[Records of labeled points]
◆ ◆ ◆ ◆ ◆

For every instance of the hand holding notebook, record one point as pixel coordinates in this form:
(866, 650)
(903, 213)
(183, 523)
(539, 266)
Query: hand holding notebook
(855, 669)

◆ ◆ ◆ ◆ ◆

## Exercise objective
Print all of the data exactly as it was given.

## Output
For every instance of the hand holding notebook, record one point as pixel coordinates in this form:
(866, 650)
(903, 213)
(183, 523)
(539, 266)
Query: hand holding notebook
(855, 669)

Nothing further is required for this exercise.